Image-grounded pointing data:
━━━
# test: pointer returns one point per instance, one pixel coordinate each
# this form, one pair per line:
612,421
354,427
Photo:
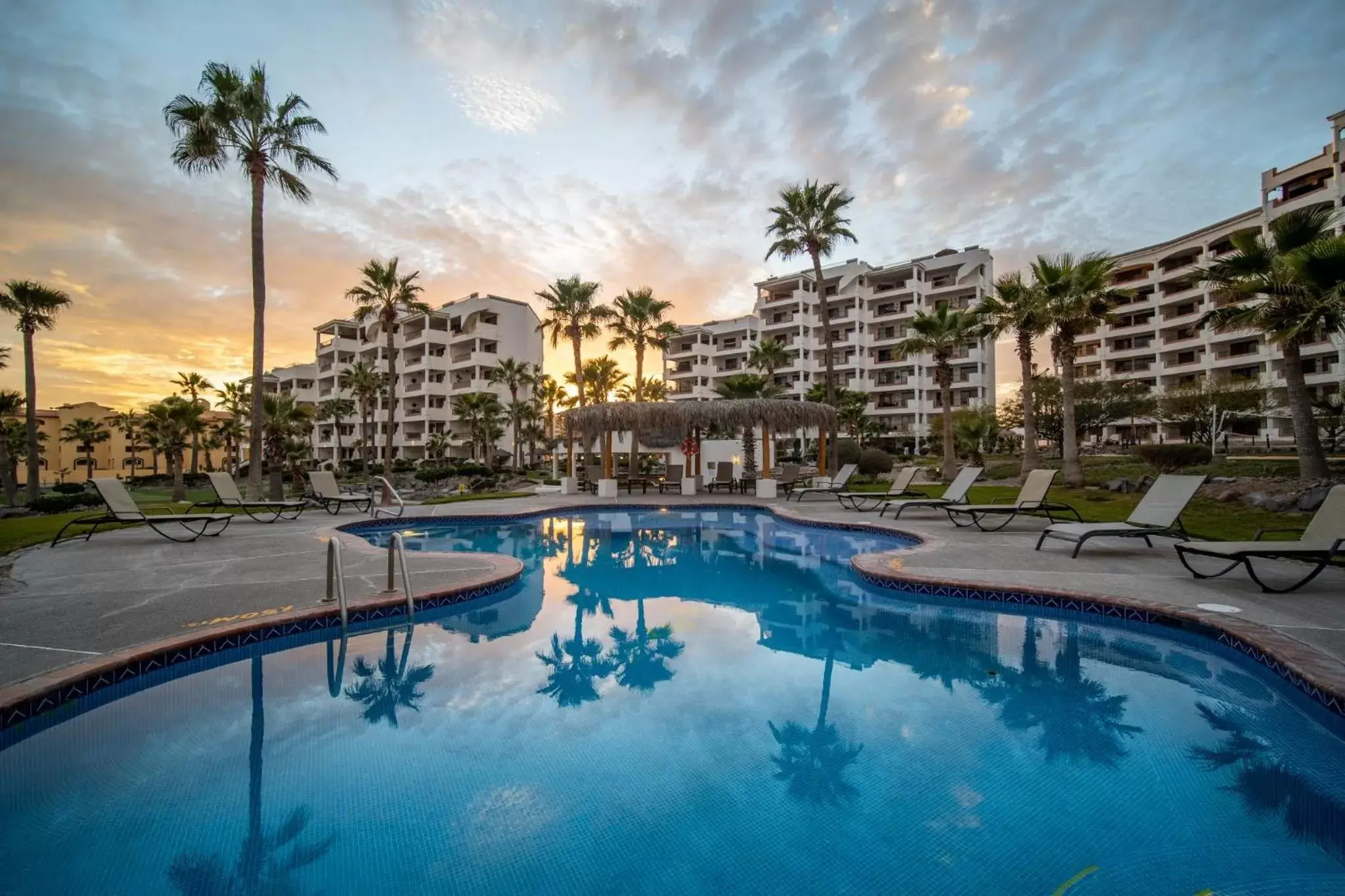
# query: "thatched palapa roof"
681,417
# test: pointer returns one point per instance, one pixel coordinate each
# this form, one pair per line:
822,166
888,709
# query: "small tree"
1206,410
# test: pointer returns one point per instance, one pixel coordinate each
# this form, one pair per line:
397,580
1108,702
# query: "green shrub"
1176,456
875,463
848,452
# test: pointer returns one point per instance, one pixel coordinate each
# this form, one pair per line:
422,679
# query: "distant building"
871,309
65,461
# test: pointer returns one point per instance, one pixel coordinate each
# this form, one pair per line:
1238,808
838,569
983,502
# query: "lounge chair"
331,499
1323,540
124,511
1032,500
956,494
871,500
1158,513
722,477
835,488
229,496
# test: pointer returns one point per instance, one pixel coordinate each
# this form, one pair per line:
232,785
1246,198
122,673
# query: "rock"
1313,498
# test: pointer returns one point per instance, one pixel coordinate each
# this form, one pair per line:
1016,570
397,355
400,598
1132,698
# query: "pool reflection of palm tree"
576,666
390,685
1079,720
814,761
640,658
267,859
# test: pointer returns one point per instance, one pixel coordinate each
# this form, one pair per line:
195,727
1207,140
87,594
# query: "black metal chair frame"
1009,512
97,521
1146,532
1320,561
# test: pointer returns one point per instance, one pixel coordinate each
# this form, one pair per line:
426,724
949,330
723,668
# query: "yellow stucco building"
66,459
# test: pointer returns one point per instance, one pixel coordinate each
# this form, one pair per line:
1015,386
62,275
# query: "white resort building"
871,308
1157,339
440,355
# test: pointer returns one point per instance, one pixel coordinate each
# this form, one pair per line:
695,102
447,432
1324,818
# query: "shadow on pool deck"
124,589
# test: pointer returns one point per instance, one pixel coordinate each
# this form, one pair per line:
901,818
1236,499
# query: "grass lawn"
481,496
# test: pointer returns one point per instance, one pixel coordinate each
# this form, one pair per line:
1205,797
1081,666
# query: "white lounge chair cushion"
1098,528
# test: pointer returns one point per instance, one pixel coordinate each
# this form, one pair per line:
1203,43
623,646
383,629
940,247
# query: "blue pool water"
690,703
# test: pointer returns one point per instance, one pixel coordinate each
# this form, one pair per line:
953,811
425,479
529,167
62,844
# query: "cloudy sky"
499,144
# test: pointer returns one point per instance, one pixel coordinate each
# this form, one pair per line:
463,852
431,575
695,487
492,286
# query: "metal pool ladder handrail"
401,507
337,580
397,548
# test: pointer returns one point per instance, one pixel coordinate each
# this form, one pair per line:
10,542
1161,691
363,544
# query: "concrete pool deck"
124,589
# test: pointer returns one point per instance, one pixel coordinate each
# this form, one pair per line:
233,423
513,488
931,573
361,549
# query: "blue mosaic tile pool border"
393,523
73,698
1323,696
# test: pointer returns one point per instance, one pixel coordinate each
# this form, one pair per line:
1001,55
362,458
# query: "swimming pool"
690,703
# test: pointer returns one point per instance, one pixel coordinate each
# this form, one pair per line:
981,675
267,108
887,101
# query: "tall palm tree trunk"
255,458
824,305
1312,459
391,406
11,486
30,385
950,453
1029,409
639,396
1074,471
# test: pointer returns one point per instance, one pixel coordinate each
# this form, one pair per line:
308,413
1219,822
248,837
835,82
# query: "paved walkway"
123,589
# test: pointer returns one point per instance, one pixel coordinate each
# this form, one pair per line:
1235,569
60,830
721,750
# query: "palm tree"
1297,281
514,375
636,320
261,868
600,379
640,658
942,335
194,385
283,421
237,121
335,410
1078,297
395,687
128,423
810,222
85,433
385,296
11,405
35,307
1017,307
747,386
481,413
366,385
571,313
171,423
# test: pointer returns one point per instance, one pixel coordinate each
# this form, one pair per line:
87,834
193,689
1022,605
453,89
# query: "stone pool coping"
1301,666
1298,664
55,691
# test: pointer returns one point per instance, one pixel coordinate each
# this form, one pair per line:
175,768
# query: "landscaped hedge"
875,463
1176,456
440,473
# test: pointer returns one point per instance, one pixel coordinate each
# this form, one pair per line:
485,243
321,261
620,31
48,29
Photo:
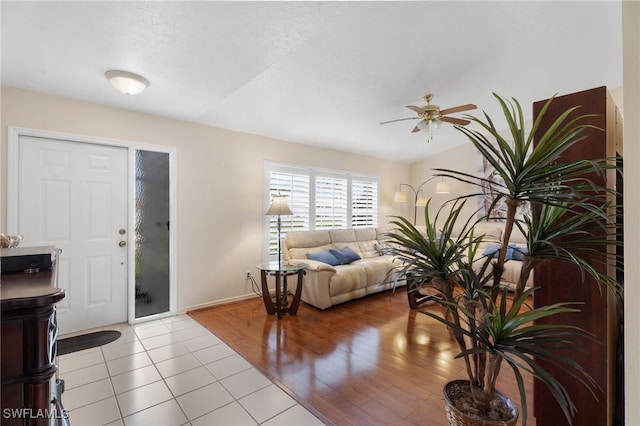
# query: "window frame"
313,173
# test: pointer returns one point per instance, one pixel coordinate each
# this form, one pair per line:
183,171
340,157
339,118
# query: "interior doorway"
114,195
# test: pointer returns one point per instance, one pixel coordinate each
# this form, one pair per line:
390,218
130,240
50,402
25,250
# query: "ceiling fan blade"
460,108
454,120
416,109
400,119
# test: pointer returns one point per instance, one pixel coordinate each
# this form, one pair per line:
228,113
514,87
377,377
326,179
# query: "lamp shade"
279,206
400,197
442,188
127,82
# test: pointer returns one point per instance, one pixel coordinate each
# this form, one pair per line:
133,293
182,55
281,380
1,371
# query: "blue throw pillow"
345,255
519,253
324,256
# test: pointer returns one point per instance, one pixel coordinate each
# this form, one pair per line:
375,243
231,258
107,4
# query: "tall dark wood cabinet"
559,282
28,348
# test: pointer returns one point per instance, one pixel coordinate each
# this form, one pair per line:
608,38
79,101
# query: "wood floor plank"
372,361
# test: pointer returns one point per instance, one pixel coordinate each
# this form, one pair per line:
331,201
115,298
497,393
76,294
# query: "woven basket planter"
457,418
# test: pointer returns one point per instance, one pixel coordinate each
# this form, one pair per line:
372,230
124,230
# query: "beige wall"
464,159
219,183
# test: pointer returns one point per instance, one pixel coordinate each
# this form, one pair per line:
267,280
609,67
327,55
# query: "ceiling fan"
430,115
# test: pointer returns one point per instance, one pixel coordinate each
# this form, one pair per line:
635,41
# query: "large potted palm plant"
568,218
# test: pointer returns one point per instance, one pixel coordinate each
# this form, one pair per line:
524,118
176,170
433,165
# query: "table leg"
266,296
293,309
279,305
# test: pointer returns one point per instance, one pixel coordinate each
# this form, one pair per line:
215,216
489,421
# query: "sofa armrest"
315,266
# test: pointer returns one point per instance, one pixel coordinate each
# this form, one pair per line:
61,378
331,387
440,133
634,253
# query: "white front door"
74,196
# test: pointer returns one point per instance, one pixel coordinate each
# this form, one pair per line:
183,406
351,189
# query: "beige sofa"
326,285
493,232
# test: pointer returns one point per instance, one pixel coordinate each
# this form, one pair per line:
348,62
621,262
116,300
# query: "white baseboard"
━━━
- _What needs to be done_: Each entry must be retyped word for word, with every image omitted.

- _Reply_:
# test: pointer returns one point per instance, one pixel coordinate each
# this form, one pair per line:
612,421
354,427
Photo:
# query: "thatched palapa roof"
681,417
# test: pointer returns one point per instance, one pixel coordinate each
# this form, one pair per line:
822,166
888,709
# query: "small tree"
1206,410
# test: pointer returns one point per instance, one pixel coordinate each
# this form, one pair per line:
397,580
1108,702
# query: "green shrub"
1176,456
875,463
848,452
# test: pointer returns one point per instance, one pixel coordinate each
# this form, one pair per line:
422,679
# query: "distant building"
871,309
65,461
# test: pointer returns one point per instance, one pixel coordinate each
# this form, one pair per line:
1238,808
838,569
983,502
# query: "lounge chair"
331,499
1323,540
124,511
1032,500
956,494
871,500
1158,513
722,477
835,488
229,496
# test: pointer returns one point per instance, one pixel coordinate each
# this form, one pair per line:
232,785
1246,198
122,673
# query: "rock"
1313,498
# test: pointer returns one point per instance, one pixel coordinate each
# this form, one pair per line:
1016,570
397,355
400,598
1132,698
# query: "pool reflection of palm tree"
576,666
390,685
1079,720
814,761
640,658
267,859
# test: pointer returns one point per instance, one pixel coordinate each
# this form, one pair per line:
195,727
1207,140
87,594
# query: "black metal chair frame"
1009,512
97,521
1146,532
1320,561
# test: pointer returns one point per instance, one pixel coordinate each
# this form, one pair per line:
426,724
949,330
723,668
# query: "yellow stucco building"
66,459
# test: pointer returns one point per instance, one pixel coordinate each
# this form, one pair per line:
1015,386
62,275
# query: "white resort building"
871,308
1157,339
440,355
# test: pointer returns one point per instance, one pixel coordinate each
# this form, one pair per line:
695,102
447,432
1324,818
# query: "shadow on pool deck"
124,589
# test: pointer returns one point per instance, one pixel coordinate each
# this form, one pair per line:
901,818
1236,499
# query: "grass lawn"
481,496
# test: pointer returns one point per instance, one pixel coordinate each
# this form, one pair per line:
1205,797
1081,666
# query: "white lounge chair cushion"
1098,528
# test: pointer returns one point per instance, one pixel coordinate each
# this form, one pair per line:
1203,43
623,646
383,629
940,247
# query: "blue pool water"
690,703
# test: pointer returns one point per instance, one pixel coordinate each
# this form, one pair per line:
953,811
425,479
529,167
62,844
# query: "cloudy sky"
499,144
# test: pointer returns one point per instance, one pixel coordinate each
# this form, one pair per line:
463,852
431,575
695,487
492,286
# query: "metal pool ladder handrail"
401,507
337,580
397,548
# test: pointer returns one point per instance, one pixel coordinate each
# this form, one pair per line:
10,542
1161,691
363,544
# query: "concrete pool deck"
124,589
# test: pointer returns one point per instance, one pixel coordinate each
# this form, one pair per line:
233,423
513,488
931,573
361,549
# query: "blue mosaic tile pool border"
393,523
73,698
1323,696
# test: pointer returns one point per instance, one pixel coordinate each
# this form, one pair per line:
1001,55
362,458
# query: "swimming pool"
690,703
# test: pointer returns one point per instance, one pixel coordinate each
# this form, one pair per line:
981,675
267,108
887,101
# query: "tall palm tree trunk"
255,458
824,305
1312,459
391,406
11,486
30,385
950,453
1029,409
639,396
1074,471
# test: pointer returns one point per instance, one pixel coordinate each
# this form, one pair per line:
308,413
1219,822
248,837
835,82
# query: "paved walkway"
123,589
# test: pointer returns one point per instance, one pixel coordinate each
# this form, one pair per line:
1235,569
60,830
721,750
# query: "palm tree"
1297,281
514,375
636,320
261,868
600,379
640,658
942,335
194,385
283,421
237,121
335,410
1078,297
395,687
128,423
810,222
85,433
385,296
11,405
35,307
1017,307
747,386
481,413
366,385
571,313
171,423
# test: pointer returns one point per instance, one pixel coordinate each
# this form, one pair per line:
87,834
193,689
1022,605
453,89
# query: "stone pool coping"
1301,666
1298,664
55,691
# test: pointer returns one point per instance, one pixel coordinate each
# this form, one pair per line:
175,768
# query: "landscaped hedge"
875,463
1176,456
440,473
# test: pointer returns one point per instance, one pixel coordinate each
# this form, one pair per line:
485,243
321,261
620,31
48,29
Photo:
# query: "window frame"
313,173
# test: pointer returns one point per instance, one pixel coordinate each
# this form, one pair per line:
183,171
340,157
339,118
# query: "interior doorway"
114,195
# test: pointer returns one point per instance, one pixel coordinate each
# this form, one pair per line:
390,218
130,240
50,402
25,250
# query: "ceiling fan blade"
460,108
454,120
416,109
400,119
# test: pointer returns one point per instance, one pixel coordinate each
# this form, one pair per line:
228,113
514,87
377,377
326,179
# query: "lamp shade"
279,206
400,197
442,188
127,82
# test: pointer returns one point per instance, one pixel coordinate each
# this form, one pair per line:
133,293
182,55
281,380
1,371
# query: "blue throw pillow"
345,255
519,253
324,256
# test: pointer returns one point per instance, one pixel coordinate each
# this form, one pair per line:
375,243
231,258
107,4
# query: "tall dark wood cabinet"
559,282
28,348
# test: pointer returns one point per instance, one pixel coordinate each
# this form, one pair per line:
608,38
79,101
# query: "wood floor plank"
372,361
# test: pointer returns one point per instance, one pixel coordinate each
# this form, one pair per line:
331,201
115,298
497,393
76,294
# query: "woven basket planter"
457,418
# test: pointer returns one point per instance, one pixel coordinate each
# this form, one pair per line:
372,230
124,230
# query: "beige wall"
464,159
219,183
# test: pointer returns one point per instance, one pixel coordinate each
# this form, one pair per line:
267,280
609,67
327,55
# query: "ceiling fan"
430,115
# test: pointer returns one point per instance, one pixel coordinate each
# this form, one pair per line:
635,41
# query: "large potted palm plant"
568,218
# test: pointer returns one point per instance, one pixel coordinate each
# this form, one pair per line:
524,118
176,170
433,165
# query: "table leg"
266,296
293,309
279,305
# test: pointer returns one point per instance, one pixel coordinate each
# this form, one pair per line:
215,216
489,421
# query: "sofa armrest"
315,266
# test: pointer returns one point per instance, one pixel coordinate each
# this form, one pair per line:
61,378
331,387
440,133
634,253
# query: "white front door"
74,196
# test: pointer returns one point per instance, one pixel coordinate each
# this form, one pair per line:
183,406
351,189
# query: "beige sofa"
326,285
493,232
# test: pointer returns one point per instance, one pixel coordinate each
# this form, one pair per line:
348,62
621,262
116,300
# query: "white baseboard"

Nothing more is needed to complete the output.